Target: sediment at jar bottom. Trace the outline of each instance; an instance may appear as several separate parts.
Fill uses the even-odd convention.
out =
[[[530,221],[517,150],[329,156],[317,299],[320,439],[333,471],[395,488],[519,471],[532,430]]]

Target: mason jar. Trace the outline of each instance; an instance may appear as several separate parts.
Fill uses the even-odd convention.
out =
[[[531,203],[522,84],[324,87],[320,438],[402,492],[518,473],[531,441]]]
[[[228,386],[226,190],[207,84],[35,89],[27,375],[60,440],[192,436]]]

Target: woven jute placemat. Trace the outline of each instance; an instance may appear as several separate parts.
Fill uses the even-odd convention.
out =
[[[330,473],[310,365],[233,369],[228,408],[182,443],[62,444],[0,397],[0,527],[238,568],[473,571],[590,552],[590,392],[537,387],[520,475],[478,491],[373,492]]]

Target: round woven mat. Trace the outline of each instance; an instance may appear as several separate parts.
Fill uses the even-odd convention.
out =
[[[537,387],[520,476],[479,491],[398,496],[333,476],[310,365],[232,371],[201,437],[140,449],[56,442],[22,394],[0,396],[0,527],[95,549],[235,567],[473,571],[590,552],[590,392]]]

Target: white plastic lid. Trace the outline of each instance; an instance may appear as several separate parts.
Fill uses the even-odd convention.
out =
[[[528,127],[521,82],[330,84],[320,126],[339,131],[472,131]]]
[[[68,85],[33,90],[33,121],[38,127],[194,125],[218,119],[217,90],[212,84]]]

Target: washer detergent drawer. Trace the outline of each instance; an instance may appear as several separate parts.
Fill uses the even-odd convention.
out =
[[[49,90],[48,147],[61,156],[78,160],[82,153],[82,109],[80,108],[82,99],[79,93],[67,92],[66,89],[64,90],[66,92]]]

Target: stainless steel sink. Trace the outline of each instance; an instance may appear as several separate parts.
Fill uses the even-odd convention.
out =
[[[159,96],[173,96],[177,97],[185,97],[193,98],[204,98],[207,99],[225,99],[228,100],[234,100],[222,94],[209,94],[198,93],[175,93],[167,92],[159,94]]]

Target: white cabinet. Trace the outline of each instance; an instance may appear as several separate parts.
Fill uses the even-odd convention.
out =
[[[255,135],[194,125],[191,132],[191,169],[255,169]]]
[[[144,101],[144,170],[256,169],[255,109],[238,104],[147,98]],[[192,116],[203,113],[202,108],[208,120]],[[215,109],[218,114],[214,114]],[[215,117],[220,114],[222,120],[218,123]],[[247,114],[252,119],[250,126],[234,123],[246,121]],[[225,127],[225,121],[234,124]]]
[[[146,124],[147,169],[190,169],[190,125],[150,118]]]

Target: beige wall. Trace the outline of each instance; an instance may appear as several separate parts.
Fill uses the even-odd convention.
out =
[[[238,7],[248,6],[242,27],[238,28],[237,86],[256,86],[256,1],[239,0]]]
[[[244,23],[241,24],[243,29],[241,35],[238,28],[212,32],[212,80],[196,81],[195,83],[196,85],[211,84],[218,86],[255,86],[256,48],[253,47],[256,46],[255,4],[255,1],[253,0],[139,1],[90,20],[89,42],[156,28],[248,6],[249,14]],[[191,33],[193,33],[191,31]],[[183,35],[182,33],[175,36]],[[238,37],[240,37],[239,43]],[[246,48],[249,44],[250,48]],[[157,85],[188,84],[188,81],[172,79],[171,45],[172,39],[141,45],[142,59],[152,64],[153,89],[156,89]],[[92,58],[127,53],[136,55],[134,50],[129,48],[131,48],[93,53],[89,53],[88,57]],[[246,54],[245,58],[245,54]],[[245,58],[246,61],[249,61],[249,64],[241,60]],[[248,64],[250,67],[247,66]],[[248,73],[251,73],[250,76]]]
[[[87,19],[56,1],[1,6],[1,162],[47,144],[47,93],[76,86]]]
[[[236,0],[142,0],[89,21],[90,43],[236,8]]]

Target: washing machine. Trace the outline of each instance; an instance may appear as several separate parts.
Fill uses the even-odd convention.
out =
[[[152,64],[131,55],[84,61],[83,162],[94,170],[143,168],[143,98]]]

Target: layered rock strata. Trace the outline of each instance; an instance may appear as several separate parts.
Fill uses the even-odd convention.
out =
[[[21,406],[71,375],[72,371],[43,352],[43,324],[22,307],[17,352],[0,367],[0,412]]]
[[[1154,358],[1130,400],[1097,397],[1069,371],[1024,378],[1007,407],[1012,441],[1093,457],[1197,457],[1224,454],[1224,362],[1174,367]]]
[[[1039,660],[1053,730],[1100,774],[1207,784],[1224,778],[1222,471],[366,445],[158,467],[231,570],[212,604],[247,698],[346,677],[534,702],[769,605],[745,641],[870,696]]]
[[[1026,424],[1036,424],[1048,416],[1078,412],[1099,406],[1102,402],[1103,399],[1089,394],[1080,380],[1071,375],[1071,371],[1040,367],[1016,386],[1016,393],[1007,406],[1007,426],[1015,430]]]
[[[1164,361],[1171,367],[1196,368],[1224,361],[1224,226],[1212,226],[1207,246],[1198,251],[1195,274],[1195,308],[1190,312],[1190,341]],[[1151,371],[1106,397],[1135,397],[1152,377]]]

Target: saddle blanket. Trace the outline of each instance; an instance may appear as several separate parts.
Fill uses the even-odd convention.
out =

·····

**Aim of the task**: Quote the stretch of the listing from the line containing "Target: white plastic" through the line containing "[[[146,124],[147,169],[190,169],[190,125],[150,118]]]", both ends included, reproducing each line verbatim.

**Answer to the problem**:
Target: white plastic lid. Trace the outline of each instance; an instance may appear as several separate parts.
Fill uses the even-odd convention.
out =
[[[528,127],[521,82],[330,84],[320,126],[339,131],[472,131]]]
[[[68,85],[33,90],[33,121],[38,127],[194,125],[218,119],[217,90],[212,84]]]

Target: washer detergent drawer. Trace the outline of each instance; an instance may appear as several separate parts.
Fill uses the even-odd convention.
out =
[[[49,90],[48,147],[61,156],[78,160],[82,153],[82,109],[80,108],[82,99],[79,93],[67,92],[66,89],[64,90],[66,92]]]

Target: stainless steel sink. Trace the outline of each instance; an instance may appear as several separate parts.
Fill uses the even-odd convention.
out =
[[[159,96],[173,96],[177,97],[185,97],[193,98],[204,98],[207,99],[225,99],[228,100],[234,100],[222,94],[209,94],[198,93],[175,93],[167,92],[159,94]]]

Target: white cabinet. Trace the outline of each instance; an instance may appear as several separate parts.
Fill uses the even-odd convention.
out =
[[[255,135],[194,125],[191,132],[191,169],[255,169]]]
[[[144,101],[144,170],[256,169],[255,109],[238,104],[147,98]],[[192,116],[203,113],[202,108],[208,120]],[[215,109],[218,114],[214,114]],[[215,117],[220,114],[222,120],[218,123]],[[247,114],[252,119],[250,126],[234,123],[246,121]],[[225,127],[225,121],[234,124]]]
[[[146,124],[147,169],[190,169],[190,125],[150,118]]]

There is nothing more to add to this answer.